TASK SET:
[1] Reproduce everything in the Super League article below from "The group has" down to "involved as well.", word for word.
[2] Go on with the Super League article below, starting right after its final sentence.

SUPPLIED TEXT:
▬▬▬▬▬▬
Under the proposals, the Super League, which would be played in the middle of the week, would have 16 top soccer franchises as permanent members and add four qualifiers from domestic competitions. The clubs would be split into two groups of 10 with the top four teams in each group qualifying for the knockout stages, culminating in a final that would take place on a weekend. The event would, according to the documents, generate hundreds of millions of dollars in additional revenue for the participating teams, already the richest clubs in the sport. (An alternative version of the plan has 15 permanent members and 5 qualification spots.)
The group has already entered into discussions with JPMorgan Chase&Co. to raise financing for the project, according to people with knowledge of the matter. A spokesman for the bank declined to comment.
The clearest public indication of how advanced the talks among the clubs are came when Josep Maria Bartomeu, the former president of Barcelona, announced in October that his team had agreed with the leaders of what he described as Europe’s other “big clubs” to participate in a European Super League. Bayern Munich, Germany’s biggest team, spoke out this week against a breakaway, but should other top teams find an agreement it would be unrealistic for that club not to be involved as well.
The project has long been the brainchild of Florentino Perez, the president of Barcelona’s rival Real Madrid. Leaked documents from 2018 revealed he had drawn up plans with a Spanish consultancy for a new competition and then held a meeting with FIFA’s president Gianni Infantino in 2019 to discuss the plans further, telling him that teams from the Super League competition would be willing to participate in FIFA’s expanded World Cup for clubs, a quadrennial event that Infantino believes could grow to become one of the most important properties in all of sports.
Since the summer, Perez found a new ally in Joel Glazer, the chairman of Manchester United, who has also joined forces with the American owners of Liverpool in an effort to force through changes to the Premier League that would benefit his team. Glazer has been promoting the idea of the Super League, according to people with knowledge of the discussions. A spokesman for United said the team would not comment.
▬▬▬▬▬▬
DATA LINES:
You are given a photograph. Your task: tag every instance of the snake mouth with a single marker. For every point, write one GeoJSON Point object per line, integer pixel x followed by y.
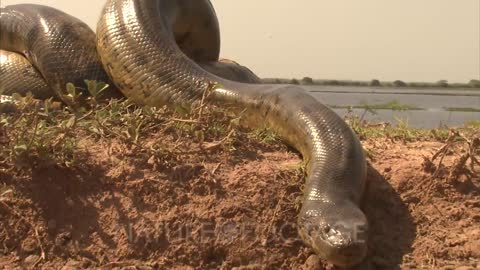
{"type": "Point", "coordinates": [342, 243]}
▬▬▬▬▬▬
FINAL ANSWERS:
[1]
The group has already entered into discussions with JPMorgan Chase&Co. to raise financing for the project, according to people with knowledge of the matter. A spokesman for the bank declined to comment.
The clearest public indication of how advanced the talks among the clubs are came when Josep Maria Bartomeu, the former president of Barcelona, announced in October that his team had agreed with the leaders of what he described as Europe’s other “big clubs” to participate in a European Super League. Bayern Munich, Germany’s biggest team, spoke out this week against a breakaway, but should other top teams find an agreement it would be unrealistic for that club not to be involved as well.

[2]
The joint announcement by FIFA and the six confederations follows talks on Monday between Infantino and his counterpart at UEFA, Aleksander Ceferin. The two men have had a bumpy relationship since 2018 when Infantino announced his ambitions for FIFA’s own club competitions and growing suggestions of his involvement in the breakaway talks. Infantino has always publicly denied any interest in supporting a European breakaway.
Ceferin has frequently launched broadsides against the Super League discussions. “It would be hard to think of a more selfish and egotistical scheme,” he said after one iteration of a breakaway was discussed. “It would clearly ruin football around the world; for the players, for the fans and for everyone connected with the game — all for the benefit of a tiny number of people.”
UEFA’s proposals for the new version of the Champions League go a long way to meeting the demands of the biggest clubs for an expanded tournament. If agreed, the tournament will feature 36 teams instead of the 32 it currently does, with two of those places reserved for teams that have been historically successful in European competition but failed to meet the qualification criteria. That would mean the possibility of a return to top tier action for the likes of A.C. Milan, a soccer heavyweight that has fallen on hard times. UEFA’s reforms would also scrap the current opening stage in which teams are separated into eight groups of four, and instead place them into one table, with qualifiers for the knockouts determined by results after each team has played as many as 10 games.
Access to the competition, unlike the Super League, would largely be from the domestic leagues, ensuring they remain relevant.
The European Leagues, an umbrella group for many of the continent’s leagues, issued a statement endorsing the declaration against the Super League by the governing bodies.
“The European Leagues’ board of directors has discussed the initiative of some European football clubs to create a closed European Super League for a limited number of clubs similar to those franchise models operating in North America,” the group said.
“UEFA and the other football Confederations from all over the world have, together with FIFA, published a strong statement against this initiative and our member leagues are unanimously supporting that statement.”